◆ EXERCISE TASK: Return the records below word for word, from their first line through the line that contains "[88,0,114,188]", both ends included. Leave the pictures out of your answer.

[BEGIN]

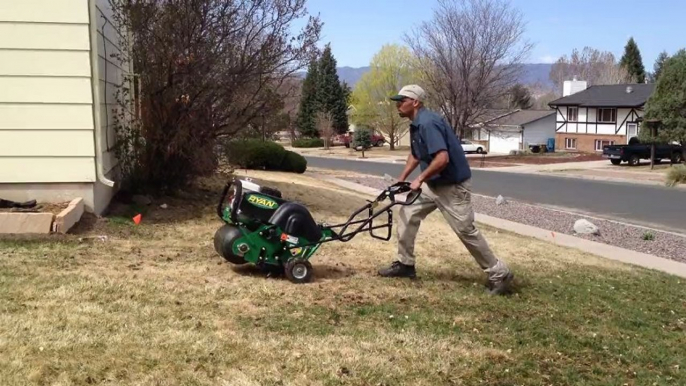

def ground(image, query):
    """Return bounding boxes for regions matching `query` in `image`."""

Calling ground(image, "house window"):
[567,107,579,122]
[595,139,615,151]
[598,109,617,123]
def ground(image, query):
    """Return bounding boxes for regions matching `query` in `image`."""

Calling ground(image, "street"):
[306,156,686,233]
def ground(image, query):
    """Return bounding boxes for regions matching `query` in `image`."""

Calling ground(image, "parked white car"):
[460,139,484,154]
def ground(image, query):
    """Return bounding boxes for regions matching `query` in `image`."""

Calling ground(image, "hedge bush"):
[293,138,324,147]
[224,139,307,173]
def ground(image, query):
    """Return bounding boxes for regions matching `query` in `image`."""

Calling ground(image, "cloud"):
[538,55,558,63]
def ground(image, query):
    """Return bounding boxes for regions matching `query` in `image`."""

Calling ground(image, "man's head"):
[391,84,426,119]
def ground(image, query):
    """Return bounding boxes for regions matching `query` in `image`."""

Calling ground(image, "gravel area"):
[338,176,686,262]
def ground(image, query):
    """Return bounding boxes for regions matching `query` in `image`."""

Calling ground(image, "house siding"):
[555,106,643,135]
[94,0,127,176]
[0,0,95,184]
[555,133,626,153]
[524,114,555,149]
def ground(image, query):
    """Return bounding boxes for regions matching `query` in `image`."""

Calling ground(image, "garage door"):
[489,131,520,154]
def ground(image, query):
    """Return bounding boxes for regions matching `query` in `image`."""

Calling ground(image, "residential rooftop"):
[548,83,655,107]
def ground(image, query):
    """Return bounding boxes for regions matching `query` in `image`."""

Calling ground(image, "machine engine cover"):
[214,224,246,264]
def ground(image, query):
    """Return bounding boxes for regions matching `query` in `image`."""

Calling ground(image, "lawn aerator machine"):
[214,178,421,283]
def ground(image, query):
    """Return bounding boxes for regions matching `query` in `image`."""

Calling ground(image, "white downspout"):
[88,0,114,188]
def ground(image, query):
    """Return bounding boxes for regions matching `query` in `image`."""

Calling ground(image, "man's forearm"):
[400,153,419,181]
[419,151,450,182]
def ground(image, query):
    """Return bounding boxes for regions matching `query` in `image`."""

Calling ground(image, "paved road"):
[306,156,686,233]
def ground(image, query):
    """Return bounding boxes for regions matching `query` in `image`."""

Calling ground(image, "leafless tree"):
[317,111,336,150]
[405,0,532,136]
[110,0,321,192]
[550,47,635,95]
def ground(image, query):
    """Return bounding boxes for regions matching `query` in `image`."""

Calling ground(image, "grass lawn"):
[0,172,686,385]
[284,144,410,158]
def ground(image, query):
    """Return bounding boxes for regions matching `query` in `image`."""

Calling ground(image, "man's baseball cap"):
[391,84,426,101]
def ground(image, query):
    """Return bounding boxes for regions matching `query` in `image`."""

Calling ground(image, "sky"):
[294,0,686,71]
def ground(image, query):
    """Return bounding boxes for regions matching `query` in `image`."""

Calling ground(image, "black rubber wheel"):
[629,154,640,166]
[284,259,312,284]
[214,224,246,264]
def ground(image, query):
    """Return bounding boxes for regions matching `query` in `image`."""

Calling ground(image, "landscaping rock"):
[53,197,85,234]
[574,219,600,235]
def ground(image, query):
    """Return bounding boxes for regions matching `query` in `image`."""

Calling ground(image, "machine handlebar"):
[376,181,422,205]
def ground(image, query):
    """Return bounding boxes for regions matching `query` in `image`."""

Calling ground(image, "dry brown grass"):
[0,172,686,385]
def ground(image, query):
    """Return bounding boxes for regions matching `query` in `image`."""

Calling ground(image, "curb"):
[480,168,686,189]
[322,176,686,278]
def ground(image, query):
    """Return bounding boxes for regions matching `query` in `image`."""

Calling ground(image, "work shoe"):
[488,272,514,295]
[379,261,417,278]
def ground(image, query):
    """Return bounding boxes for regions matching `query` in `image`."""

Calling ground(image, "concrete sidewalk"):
[323,176,686,278]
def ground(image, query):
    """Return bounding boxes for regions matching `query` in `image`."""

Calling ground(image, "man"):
[379,85,514,295]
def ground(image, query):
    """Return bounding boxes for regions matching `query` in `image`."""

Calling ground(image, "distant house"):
[0,0,130,214]
[548,79,655,153]
[472,109,555,154]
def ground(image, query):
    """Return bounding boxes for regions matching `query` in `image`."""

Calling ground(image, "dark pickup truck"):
[603,142,683,166]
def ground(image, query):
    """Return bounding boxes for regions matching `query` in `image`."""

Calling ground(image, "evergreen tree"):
[619,37,646,83]
[296,60,320,138]
[651,51,669,83]
[639,49,686,156]
[508,83,533,110]
[318,44,348,134]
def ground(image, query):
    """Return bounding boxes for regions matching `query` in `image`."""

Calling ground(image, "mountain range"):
[301,63,553,88]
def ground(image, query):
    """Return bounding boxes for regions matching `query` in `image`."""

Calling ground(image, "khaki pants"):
[397,180,509,279]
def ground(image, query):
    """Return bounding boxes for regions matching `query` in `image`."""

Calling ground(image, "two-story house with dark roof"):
[548,79,655,153]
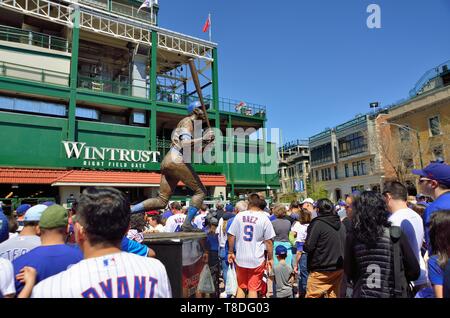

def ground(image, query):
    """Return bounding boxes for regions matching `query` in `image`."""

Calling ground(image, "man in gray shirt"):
[271,245,294,298]
[0,204,47,262]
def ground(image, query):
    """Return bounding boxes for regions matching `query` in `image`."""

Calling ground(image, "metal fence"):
[0,61,70,86]
[0,25,71,52]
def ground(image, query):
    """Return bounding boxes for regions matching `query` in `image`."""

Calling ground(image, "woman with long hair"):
[291,209,311,298]
[428,210,450,298]
[303,199,346,298]
[344,191,420,298]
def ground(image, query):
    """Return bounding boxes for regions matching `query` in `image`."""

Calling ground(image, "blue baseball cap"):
[23,204,48,222]
[188,101,202,114]
[275,245,287,255]
[0,208,9,243]
[187,100,209,114]
[16,204,31,216]
[412,162,450,187]
[41,201,56,206]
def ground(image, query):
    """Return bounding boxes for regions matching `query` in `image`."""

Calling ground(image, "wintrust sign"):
[62,141,160,169]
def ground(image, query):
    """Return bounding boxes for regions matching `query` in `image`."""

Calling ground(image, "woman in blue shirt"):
[428,210,450,298]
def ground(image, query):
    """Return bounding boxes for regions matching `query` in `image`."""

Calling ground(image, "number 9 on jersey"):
[244,225,253,242]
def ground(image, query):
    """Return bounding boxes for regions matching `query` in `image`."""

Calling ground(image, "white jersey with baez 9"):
[164,214,186,233]
[31,252,172,298]
[228,211,275,268]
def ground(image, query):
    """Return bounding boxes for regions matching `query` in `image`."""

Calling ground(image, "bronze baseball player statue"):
[131,102,214,232]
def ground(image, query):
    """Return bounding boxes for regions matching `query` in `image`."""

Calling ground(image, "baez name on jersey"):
[242,215,258,224]
[81,276,158,298]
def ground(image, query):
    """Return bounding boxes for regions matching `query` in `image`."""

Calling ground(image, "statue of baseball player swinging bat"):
[131,60,214,232]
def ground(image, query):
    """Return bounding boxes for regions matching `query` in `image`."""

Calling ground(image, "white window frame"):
[428,114,442,137]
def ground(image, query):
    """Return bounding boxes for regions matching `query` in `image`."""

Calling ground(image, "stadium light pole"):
[381,122,423,169]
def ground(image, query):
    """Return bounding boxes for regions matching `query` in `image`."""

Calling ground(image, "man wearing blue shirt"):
[412,162,450,255]
[0,207,9,243]
[13,204,83,294]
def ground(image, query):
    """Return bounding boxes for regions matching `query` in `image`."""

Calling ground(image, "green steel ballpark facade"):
[0,0,279,207]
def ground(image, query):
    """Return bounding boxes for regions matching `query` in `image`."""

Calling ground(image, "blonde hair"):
[272,204,286,219]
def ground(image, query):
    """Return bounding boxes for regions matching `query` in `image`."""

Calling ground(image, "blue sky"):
[159,0,450,142]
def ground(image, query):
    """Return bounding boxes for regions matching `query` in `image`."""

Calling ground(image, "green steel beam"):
[0,44,70,60]
[0,112,67,129]
[0,76,70,100]
[150,31,158,151]
[225,115,235,197]
[67,7,80,140]
[77,88,150,110]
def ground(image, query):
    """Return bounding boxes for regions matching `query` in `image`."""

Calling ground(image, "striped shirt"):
[31,252,172,298]
[228,211,275,268]
[194,211,208,230]
[0,258,16,298]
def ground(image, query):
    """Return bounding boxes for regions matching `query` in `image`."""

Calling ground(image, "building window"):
[75,107,100,120]
[433,145,445,161]
[352,184,364,192]
[370,158,375,173]
[0,96,67,117]
[352,160,367,177]
[398,125,411,142]
[428,116,441,136]
[132,110,147,125]
[311,143,332,164]
[338,131,367,158]
[320,168,332,181]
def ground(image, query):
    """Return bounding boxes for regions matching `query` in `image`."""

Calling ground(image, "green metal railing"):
[0,61,70,86]
[78,76,150,99]
[156,88,266,118]
[219,97,266,118]
[111,1,156,24]
[0,25,71,52]
[336,115,367,132]
[156,88,213,109]
[80,0,157,24]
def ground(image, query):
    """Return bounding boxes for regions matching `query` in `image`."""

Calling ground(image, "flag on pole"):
[138,0,158,12]
[203,14,211,33]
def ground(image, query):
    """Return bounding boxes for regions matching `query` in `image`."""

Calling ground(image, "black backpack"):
[389,226,414,298]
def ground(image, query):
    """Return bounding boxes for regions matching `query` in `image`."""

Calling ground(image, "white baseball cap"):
[23,204,48,222]
[300,198,314,204]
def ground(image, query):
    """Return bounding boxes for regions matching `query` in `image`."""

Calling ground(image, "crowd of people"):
[0,163,450,298]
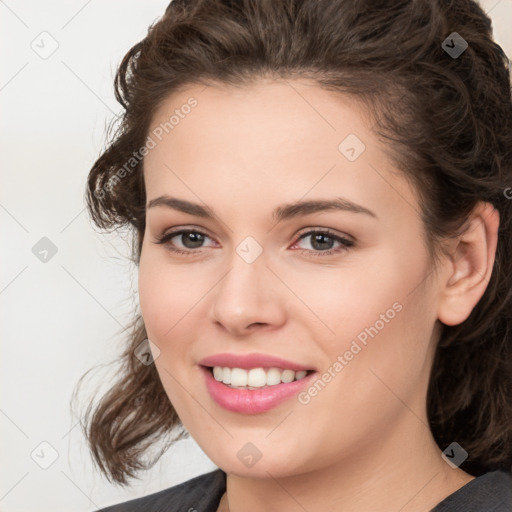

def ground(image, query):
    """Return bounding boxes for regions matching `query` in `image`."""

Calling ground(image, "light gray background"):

[END]

◆ CORRECT RESPONSE:
def ground(image, query):
    """Return bounding boxes for regions matching `query` in `image`."""

Calling ground(image, "house window"):
[567,107,579,122]
[595,139,615,151]
[598,109,617,123]
def ground(image, query):
    """Return bounding boxes for regions matching `query` in `image`."""

Calling ground(image, "street"):
[306,156,686,233]
def ground(image, query):
    """Return bounding boxes for regions matching `query` in `image`."""

Calling ground(image, "parked white car"):
[460,139,484,154]
def ground(image, query):
    """Return bounding boxes for regions matching `query` in `image`."""

Calling ground(image, "hedge bush"):
[293,138,324,147]
[224,139,307,173]
def ground(image, query):
    """Return bounding boxes for regions matching `query` in `image`."""

Calling ground(image, "cloud"):
[538,55,558,63]
def ground(image, query):
    """Return bounding boxes for regions matching `query` in `image`."""

Calling ground(image, "man's head"):
[391,84,426,119]
def ground(image, query):
    """Return bounding boxes for regions matching `query` in `image`."""

Calling ground(image, "gravel area"):
[338,176,686,262]
def ground(image, query):
    """Return bounding boxes for regions matching `query` in `image`."""

Calling ground(image, "house siding"):
[555,106,643,135]
[94,0,127,176]
[0,0,95,184]
[555,133,626,153]
[524,114,555,149]
def ground(image, query):
    """Return bounding boxes for regions matching `query` in `image`."""

Calling ground(image, "garage door"):
[489,131,520,154]
def ground(image, query):
    """Return bounding boxes for regions matching `query` in `image`."""

Calling ground(image, "residential rooftop"):
[548,83,655,107]
def ground(image, query):
    """Return bounding boxes for regions matching `query` in `image`."""

Calling ground(image, "machine engine cover"):
[214,224,246,264]
def ground(image, query):
    """Return bounding boxes for regions matching `query` in `image`."""

Calling ground(image, "lawn aerator machine"):
[214,178,421,283]
def ground(image, query):
    """Return bounding boxes for regions matching `query` in `image`."""

Calling ground(image, "white downspout"):
[88,0,114,188]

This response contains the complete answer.